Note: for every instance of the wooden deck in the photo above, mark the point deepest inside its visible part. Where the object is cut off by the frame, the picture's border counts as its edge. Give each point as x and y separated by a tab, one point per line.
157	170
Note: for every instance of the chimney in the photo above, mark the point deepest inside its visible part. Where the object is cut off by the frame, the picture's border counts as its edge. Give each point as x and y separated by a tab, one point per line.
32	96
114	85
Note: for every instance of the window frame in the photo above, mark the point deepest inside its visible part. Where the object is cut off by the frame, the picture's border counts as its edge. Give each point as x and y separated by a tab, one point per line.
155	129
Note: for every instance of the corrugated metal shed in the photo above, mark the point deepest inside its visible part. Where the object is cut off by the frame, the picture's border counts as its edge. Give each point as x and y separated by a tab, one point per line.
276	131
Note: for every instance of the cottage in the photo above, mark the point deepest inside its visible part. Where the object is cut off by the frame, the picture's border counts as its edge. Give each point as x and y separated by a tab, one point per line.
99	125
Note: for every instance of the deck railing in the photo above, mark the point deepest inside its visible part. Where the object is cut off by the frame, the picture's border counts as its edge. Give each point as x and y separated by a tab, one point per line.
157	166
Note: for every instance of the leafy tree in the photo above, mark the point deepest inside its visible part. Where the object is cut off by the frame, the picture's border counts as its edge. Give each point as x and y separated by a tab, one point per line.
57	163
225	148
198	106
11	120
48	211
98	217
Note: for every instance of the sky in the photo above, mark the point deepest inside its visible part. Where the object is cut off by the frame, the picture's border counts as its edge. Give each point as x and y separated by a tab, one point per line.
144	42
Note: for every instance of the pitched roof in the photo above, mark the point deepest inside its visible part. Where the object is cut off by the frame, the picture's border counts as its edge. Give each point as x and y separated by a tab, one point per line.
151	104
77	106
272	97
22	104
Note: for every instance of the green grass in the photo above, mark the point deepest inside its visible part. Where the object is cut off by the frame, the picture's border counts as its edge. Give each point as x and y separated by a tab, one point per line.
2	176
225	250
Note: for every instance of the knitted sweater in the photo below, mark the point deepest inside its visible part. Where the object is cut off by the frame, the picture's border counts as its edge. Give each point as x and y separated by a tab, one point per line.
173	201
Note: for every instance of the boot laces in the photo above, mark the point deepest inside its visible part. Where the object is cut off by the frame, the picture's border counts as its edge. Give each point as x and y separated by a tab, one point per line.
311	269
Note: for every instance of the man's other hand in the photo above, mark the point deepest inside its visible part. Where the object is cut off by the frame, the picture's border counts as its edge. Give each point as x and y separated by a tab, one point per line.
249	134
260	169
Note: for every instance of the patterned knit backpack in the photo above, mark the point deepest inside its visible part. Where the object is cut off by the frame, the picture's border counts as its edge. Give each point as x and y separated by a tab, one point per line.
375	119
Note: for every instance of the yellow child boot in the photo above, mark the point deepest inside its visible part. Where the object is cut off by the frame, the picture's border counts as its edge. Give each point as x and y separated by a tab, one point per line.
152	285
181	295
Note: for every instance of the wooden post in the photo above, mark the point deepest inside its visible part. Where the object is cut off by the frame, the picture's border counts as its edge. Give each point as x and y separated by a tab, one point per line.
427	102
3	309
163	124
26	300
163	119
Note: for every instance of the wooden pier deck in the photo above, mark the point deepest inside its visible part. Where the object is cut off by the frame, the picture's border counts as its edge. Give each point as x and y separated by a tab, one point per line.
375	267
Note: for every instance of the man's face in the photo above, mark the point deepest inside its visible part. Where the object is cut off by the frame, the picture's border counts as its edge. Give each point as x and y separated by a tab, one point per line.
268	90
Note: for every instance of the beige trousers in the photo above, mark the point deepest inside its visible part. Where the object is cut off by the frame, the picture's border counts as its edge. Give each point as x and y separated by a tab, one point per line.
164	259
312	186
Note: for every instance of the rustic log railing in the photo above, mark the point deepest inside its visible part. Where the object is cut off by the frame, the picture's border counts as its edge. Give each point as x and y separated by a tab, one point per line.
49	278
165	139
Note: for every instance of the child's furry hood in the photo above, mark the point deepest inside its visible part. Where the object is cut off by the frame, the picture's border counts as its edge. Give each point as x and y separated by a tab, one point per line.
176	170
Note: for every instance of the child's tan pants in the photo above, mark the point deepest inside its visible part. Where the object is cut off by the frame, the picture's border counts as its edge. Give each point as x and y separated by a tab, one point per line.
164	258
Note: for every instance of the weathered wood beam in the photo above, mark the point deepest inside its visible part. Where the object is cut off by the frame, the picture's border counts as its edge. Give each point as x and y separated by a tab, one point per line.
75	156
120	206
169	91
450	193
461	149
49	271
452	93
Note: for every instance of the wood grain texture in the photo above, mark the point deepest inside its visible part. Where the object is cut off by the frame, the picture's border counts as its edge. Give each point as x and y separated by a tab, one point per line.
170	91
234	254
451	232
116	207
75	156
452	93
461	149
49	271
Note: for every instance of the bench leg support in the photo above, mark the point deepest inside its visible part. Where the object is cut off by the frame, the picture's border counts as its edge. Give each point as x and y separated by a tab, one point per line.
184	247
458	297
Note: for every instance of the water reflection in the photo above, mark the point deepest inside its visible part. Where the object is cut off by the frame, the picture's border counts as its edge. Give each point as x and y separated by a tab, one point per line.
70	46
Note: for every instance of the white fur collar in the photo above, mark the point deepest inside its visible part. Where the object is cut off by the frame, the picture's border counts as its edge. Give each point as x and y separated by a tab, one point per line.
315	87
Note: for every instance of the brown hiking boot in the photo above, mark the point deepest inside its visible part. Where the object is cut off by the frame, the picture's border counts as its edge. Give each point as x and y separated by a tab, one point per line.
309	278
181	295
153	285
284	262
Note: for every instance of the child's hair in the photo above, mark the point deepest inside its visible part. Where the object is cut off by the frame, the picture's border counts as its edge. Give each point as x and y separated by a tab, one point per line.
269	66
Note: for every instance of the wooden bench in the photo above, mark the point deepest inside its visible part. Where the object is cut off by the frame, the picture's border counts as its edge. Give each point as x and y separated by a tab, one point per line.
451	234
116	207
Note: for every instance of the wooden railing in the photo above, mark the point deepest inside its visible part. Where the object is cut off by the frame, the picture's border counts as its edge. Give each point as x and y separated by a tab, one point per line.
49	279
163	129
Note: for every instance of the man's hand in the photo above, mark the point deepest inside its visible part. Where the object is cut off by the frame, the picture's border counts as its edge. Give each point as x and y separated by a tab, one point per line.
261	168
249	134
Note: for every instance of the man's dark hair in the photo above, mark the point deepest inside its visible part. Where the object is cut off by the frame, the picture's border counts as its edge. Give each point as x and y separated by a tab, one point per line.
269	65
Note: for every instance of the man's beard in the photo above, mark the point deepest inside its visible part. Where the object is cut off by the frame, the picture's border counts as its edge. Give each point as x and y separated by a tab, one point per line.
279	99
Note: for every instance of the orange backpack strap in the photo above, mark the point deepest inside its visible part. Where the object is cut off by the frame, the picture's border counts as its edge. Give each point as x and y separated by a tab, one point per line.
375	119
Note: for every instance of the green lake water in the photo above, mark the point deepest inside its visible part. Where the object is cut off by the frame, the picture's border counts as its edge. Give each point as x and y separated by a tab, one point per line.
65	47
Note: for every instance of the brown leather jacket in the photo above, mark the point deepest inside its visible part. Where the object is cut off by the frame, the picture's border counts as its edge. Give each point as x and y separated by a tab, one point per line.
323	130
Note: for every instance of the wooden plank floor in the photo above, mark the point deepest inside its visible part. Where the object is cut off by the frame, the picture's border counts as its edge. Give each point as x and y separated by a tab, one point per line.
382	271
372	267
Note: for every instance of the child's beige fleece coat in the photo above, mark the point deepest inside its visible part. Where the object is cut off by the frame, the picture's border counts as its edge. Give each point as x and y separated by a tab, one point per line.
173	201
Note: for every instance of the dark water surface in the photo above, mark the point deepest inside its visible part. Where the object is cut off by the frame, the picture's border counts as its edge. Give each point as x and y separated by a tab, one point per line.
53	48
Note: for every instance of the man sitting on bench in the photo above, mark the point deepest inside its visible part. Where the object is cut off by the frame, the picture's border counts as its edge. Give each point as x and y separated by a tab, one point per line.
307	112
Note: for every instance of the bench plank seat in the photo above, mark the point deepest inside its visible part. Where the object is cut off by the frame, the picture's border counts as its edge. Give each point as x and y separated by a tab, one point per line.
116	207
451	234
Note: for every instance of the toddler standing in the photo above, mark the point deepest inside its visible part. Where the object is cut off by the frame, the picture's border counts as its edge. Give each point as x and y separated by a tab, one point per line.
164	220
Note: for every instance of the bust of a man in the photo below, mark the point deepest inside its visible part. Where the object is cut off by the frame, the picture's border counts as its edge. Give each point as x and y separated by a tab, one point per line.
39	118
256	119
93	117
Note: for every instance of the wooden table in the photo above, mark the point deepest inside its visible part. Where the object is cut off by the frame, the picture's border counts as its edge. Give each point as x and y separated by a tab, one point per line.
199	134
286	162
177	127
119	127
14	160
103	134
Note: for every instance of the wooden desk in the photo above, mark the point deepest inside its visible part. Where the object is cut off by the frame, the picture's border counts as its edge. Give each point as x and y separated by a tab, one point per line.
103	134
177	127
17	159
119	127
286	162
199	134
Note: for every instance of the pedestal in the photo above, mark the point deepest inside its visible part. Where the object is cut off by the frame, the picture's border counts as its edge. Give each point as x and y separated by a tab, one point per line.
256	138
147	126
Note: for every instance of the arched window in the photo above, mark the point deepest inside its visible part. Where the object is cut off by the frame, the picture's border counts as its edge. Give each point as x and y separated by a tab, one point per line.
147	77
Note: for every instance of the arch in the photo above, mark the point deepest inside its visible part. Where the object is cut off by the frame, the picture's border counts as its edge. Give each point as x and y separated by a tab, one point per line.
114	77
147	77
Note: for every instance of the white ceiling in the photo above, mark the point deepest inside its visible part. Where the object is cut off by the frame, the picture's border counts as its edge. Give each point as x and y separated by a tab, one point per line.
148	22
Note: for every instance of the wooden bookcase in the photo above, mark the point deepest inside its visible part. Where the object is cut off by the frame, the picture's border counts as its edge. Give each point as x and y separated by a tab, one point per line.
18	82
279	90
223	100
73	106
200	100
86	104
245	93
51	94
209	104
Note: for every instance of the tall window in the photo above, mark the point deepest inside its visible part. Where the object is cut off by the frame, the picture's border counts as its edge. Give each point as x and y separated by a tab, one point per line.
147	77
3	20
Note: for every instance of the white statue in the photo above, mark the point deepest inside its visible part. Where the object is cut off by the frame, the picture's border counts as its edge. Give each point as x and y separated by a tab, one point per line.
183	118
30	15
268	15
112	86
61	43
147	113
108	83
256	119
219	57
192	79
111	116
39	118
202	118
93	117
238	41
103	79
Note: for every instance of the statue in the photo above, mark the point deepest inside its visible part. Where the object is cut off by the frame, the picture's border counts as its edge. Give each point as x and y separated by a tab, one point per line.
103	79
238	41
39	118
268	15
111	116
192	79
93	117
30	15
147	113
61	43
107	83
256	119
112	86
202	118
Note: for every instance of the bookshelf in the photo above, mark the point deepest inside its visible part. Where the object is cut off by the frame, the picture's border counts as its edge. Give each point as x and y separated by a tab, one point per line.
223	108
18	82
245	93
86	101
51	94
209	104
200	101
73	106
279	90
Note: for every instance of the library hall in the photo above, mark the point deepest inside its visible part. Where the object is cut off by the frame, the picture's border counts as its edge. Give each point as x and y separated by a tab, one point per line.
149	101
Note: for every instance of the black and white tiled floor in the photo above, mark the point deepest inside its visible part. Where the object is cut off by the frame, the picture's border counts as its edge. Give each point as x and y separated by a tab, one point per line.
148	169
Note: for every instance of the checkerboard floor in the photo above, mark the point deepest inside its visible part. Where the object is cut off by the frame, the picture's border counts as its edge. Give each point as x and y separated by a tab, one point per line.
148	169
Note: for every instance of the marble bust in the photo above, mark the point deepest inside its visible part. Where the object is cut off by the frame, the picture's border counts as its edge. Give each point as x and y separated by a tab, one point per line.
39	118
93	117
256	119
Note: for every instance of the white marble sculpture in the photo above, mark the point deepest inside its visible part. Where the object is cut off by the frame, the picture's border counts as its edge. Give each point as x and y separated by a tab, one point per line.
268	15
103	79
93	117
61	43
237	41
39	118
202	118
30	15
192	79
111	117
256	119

--- --- ---

— Exercise details —
Extract the lines above from the one containing "Note: for every instance of the checkerboard" to the last line, both included, exactly as written.

— Response —
Note: for every instance of the checkerboard floor in the photo above, mark the point deepest inside its visible part. Where the object is cut off by the frame, the picture's border counts as its edge. Give each point as x and y separated by a tab, one point per line.
148	169
Note: for every instance of the marble bust in the photo above, mark the point deepest inside its visible part. Where the object is cut off by the frame, the picture's border counts as its edge. Give each point as x and y separated by a tab, one point per line.
39	118
93	117
256	119
Note: for every instance of the white marble sculpture in the photo above, mark the point deepest inside its visible part. Where the object is cut off by the frame, the picture's border counts as its edge. Give each point as x and y separated by a tab, one point per line.
268	15
103	79
93	117
61	43
237	41
39	118
202	118
30	15
192	79
111	117
256	119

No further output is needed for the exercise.